=== AIM OF THE EXERCISE ===
Find each line below that contains the word "hill" and copy those lines out.

=== Labeled point records ===

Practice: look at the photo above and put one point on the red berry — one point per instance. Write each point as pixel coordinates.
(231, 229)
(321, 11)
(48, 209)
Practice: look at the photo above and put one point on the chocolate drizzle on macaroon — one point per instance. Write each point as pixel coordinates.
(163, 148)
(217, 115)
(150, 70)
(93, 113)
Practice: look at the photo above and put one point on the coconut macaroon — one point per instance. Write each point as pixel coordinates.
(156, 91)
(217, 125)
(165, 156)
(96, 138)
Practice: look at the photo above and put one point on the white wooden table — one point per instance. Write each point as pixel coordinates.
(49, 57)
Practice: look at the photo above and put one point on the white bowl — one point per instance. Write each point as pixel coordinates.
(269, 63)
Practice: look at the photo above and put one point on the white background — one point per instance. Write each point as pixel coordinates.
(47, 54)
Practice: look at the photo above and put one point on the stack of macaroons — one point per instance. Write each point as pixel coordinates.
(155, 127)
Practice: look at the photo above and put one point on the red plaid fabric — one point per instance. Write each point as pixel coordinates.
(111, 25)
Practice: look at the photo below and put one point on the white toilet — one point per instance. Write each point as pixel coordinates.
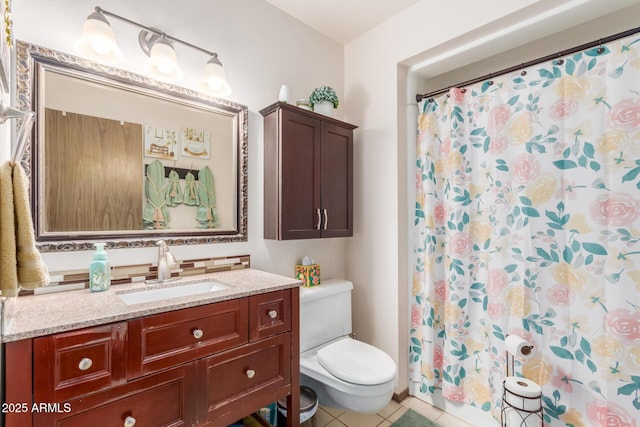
(343, 372)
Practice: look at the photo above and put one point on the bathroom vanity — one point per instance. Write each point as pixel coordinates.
(201, 360)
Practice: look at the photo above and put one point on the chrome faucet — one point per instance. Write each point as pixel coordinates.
(166, 260)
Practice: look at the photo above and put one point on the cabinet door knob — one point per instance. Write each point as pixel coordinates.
(85, 364)
(326, 219)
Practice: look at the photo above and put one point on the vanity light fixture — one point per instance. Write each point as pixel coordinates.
(98, 43)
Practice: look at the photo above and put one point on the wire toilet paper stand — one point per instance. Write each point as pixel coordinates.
(526, 407)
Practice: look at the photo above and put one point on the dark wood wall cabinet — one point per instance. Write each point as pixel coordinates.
(308, 174)
(209, 365)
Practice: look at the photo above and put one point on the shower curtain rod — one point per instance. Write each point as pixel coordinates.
(570, 51)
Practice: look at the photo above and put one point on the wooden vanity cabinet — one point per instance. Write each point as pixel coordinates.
(308, 174)
(209, 365)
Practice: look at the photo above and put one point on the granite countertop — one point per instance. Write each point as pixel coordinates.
(38, 315)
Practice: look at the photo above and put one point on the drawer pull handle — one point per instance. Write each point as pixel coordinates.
(85, 364)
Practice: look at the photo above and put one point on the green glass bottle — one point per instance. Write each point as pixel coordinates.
(99, 270)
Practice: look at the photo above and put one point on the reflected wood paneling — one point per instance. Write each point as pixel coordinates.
(76, 173)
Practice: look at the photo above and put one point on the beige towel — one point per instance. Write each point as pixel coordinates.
(8, 262)
(32, 272)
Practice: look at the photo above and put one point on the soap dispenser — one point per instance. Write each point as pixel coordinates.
(99, 270)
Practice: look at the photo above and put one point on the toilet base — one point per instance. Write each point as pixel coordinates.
(333, 398)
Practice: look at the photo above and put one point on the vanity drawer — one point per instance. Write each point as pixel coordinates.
(161, 341)
(157, 400)
(241, 380)
(72, 364)
(270, 314)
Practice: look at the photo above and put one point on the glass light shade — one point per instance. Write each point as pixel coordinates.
(98, 42)
(163, 63)
(214, 79)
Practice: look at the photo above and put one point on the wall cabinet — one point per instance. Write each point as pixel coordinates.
(202, 366)
(308, 174)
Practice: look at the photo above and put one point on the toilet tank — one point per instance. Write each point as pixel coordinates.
(325, 312)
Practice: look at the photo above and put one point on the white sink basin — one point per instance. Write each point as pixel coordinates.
(170, 292)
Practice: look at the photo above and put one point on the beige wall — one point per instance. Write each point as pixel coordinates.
(260, 47)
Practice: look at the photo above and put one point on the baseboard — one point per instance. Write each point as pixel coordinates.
(399, 397)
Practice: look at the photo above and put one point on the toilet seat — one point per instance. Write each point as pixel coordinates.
(357, 362)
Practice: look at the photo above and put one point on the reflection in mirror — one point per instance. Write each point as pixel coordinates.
(124, 159)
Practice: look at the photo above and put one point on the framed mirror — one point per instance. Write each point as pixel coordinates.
(124, 159)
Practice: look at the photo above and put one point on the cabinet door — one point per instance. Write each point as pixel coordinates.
(300, 176)
(336, 183)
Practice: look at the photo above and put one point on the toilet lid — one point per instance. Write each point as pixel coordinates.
(357, 362)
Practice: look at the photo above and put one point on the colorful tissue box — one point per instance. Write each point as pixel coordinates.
(309, 274)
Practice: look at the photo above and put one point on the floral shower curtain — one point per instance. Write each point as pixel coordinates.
(527, 222)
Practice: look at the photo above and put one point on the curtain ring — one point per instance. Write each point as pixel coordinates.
(523, 72)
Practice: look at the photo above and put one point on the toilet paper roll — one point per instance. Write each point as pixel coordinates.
(517, 418)
(519, 347)
(522, 393)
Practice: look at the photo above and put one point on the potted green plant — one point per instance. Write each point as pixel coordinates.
(323, 100)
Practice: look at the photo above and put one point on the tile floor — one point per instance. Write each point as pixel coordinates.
(331, 417)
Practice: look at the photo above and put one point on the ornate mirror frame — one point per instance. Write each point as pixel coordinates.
(32, 61)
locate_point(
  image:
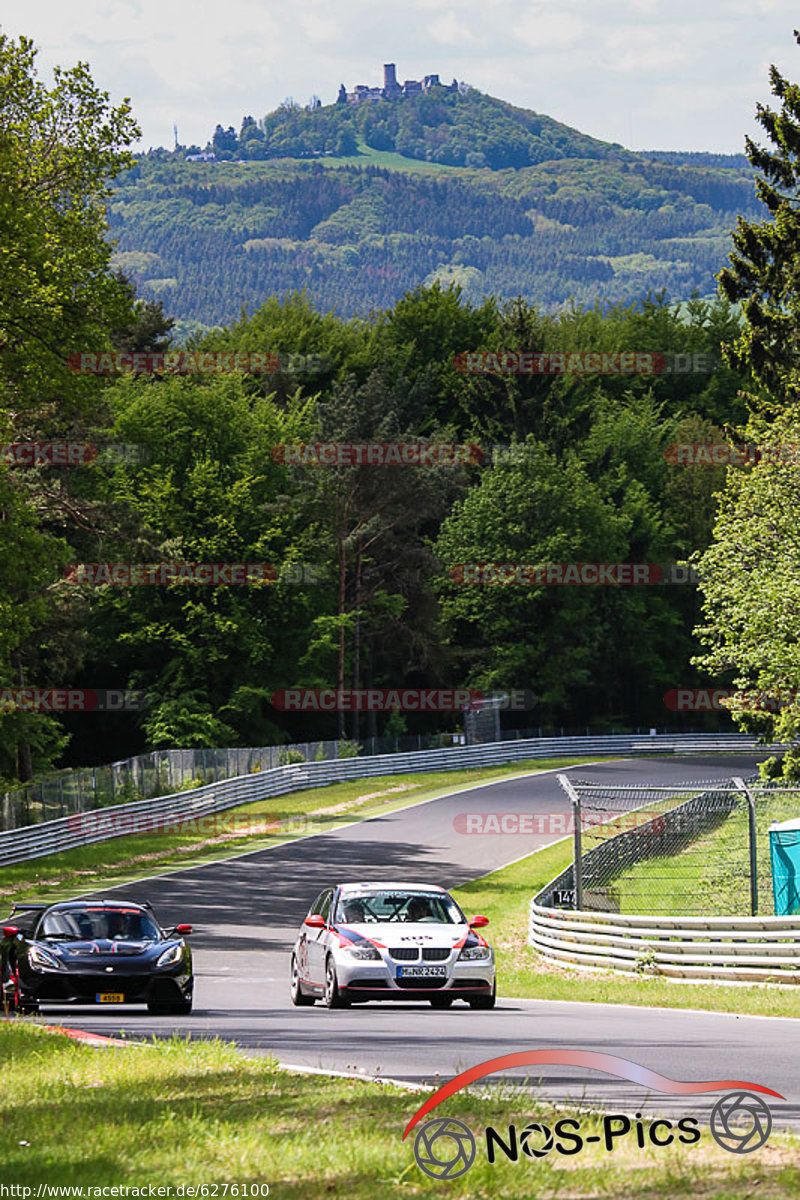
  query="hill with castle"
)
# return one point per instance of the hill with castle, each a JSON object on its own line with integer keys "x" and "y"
{"x": 362, "y": 199}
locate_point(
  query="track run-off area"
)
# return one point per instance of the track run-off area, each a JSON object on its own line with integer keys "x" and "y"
{"x": 246, "y": 912}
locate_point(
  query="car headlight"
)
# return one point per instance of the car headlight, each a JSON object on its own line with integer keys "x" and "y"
{"x": 170, "y": 955}
{"x": 42, "y": 960}
{"x": 362, "y": 952}
{"x": 475, "y": 952}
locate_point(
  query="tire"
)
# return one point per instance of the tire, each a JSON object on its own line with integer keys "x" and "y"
{"x": 299, "y": 997}
{"x": 485, "y": 1001}
{"x": 332, "y": 996}
{"x": 13, "y": 1000}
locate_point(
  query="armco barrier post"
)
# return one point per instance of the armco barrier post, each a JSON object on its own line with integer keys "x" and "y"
{"x": 577, "y": 875}
{"x": 753, "y": 853}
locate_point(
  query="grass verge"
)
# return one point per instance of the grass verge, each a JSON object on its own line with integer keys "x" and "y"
{"x": 505, "y": 895}
{"x": 316, "y": 810}
{"x": 202, "y": 1113}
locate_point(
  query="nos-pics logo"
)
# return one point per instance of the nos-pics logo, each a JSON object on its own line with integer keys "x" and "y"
{"x": 445, "y": 1149}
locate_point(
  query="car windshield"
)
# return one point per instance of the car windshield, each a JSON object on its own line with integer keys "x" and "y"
{"x": 100, "y": 922}
{"x": 368, "y": 907}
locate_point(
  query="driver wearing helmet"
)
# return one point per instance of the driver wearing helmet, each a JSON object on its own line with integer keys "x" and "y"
{"x": 420, "y": 910}
{"x": 354, "y": 911}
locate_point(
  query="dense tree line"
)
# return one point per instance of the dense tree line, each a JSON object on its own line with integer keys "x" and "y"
{"x": 368, "y": 589}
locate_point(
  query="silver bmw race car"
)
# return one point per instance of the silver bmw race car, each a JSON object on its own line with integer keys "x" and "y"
{"x": 391, "y": 941}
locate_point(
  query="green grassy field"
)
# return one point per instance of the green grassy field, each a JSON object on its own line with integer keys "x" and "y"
{"x": 197, "y": 1114}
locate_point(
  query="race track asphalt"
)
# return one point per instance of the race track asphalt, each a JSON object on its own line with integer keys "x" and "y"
{"x": 246, "y": 912}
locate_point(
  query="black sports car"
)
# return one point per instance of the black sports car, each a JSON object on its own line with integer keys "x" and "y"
{"x": 94, "y": 952}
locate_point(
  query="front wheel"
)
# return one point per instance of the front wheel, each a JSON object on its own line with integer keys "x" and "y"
{"x": 334, "y": 997}
{"x": 13, "y": 1000}
{"x": 299, "y": 996}
{"x": 485, "y": 1001}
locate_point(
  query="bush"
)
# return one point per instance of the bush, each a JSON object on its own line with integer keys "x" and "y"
{"x": 349, "y": 750}
{"x": 287, "y": 757}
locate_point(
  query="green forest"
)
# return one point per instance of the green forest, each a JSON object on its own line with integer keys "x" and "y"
{"x": 320, "y": 264}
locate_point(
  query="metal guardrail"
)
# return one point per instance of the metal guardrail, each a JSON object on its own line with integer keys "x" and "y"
{"x": 101, "y": 825}
{"x": 745, "y": 949}
{"x": 740, "y": 949}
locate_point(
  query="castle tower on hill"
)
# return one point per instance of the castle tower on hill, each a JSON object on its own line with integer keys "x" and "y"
{"x": 391, "y": 88}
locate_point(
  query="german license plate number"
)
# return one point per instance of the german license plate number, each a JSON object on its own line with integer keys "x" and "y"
{"x": 421, "y": 972}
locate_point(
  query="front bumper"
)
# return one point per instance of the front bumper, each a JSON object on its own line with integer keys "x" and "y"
{"x": 380, "y": 981}
{"x": 84, "y": 987}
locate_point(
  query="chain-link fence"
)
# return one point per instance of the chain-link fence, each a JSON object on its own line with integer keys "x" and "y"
{"x": 699, "y": 850}
{"x": 161, "y": 772}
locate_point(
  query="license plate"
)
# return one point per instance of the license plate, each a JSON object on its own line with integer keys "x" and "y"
{"x": 421, "y": 972}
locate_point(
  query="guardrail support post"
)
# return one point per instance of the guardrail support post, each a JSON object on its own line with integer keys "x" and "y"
{"x": 577, "y": 873}
{"x": 753, "y": 855}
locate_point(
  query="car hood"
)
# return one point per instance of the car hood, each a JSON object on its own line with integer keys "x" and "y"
{"x": 395, "y": 933}
{"x": 102, "y": 947}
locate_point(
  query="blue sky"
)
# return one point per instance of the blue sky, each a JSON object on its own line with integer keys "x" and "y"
{"x": 650, "y": 73}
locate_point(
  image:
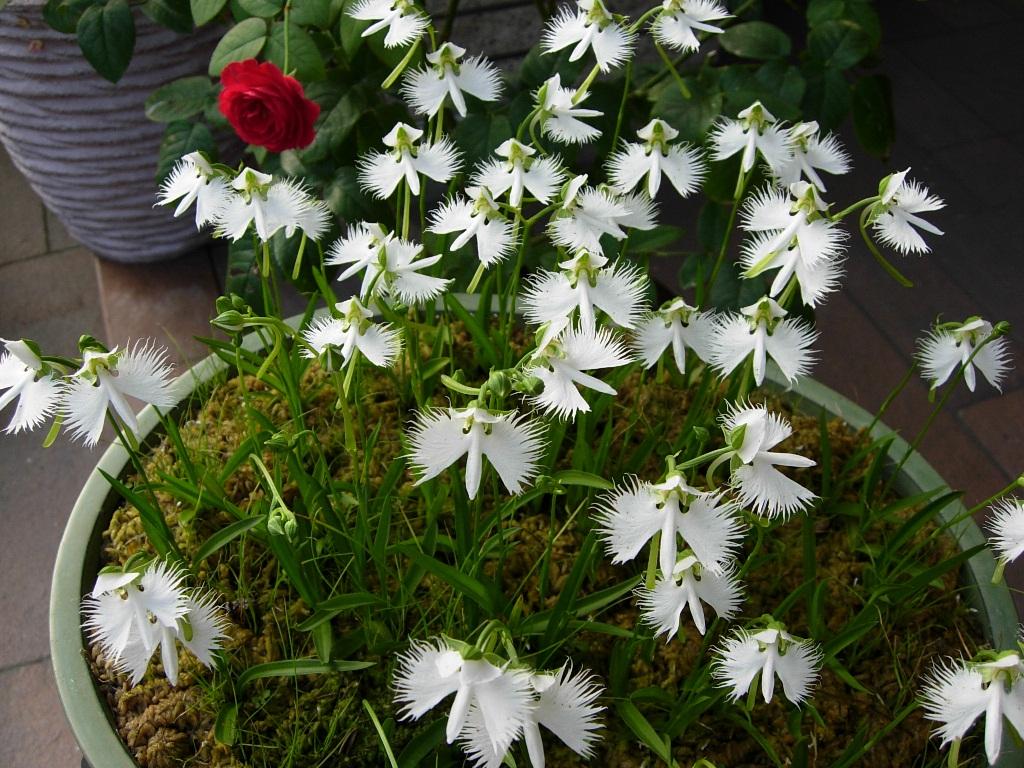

=== ANSWER BELOW ===
  query="hill with castle"
# return one point per instance of the hill with castle, each a JSON object on its own line with integer keys "x" and "y"
  query="castle tower on hill"
# return one point per instance of the castle tower on hill, each a JSON object on its own line with integer keys "x" and "y"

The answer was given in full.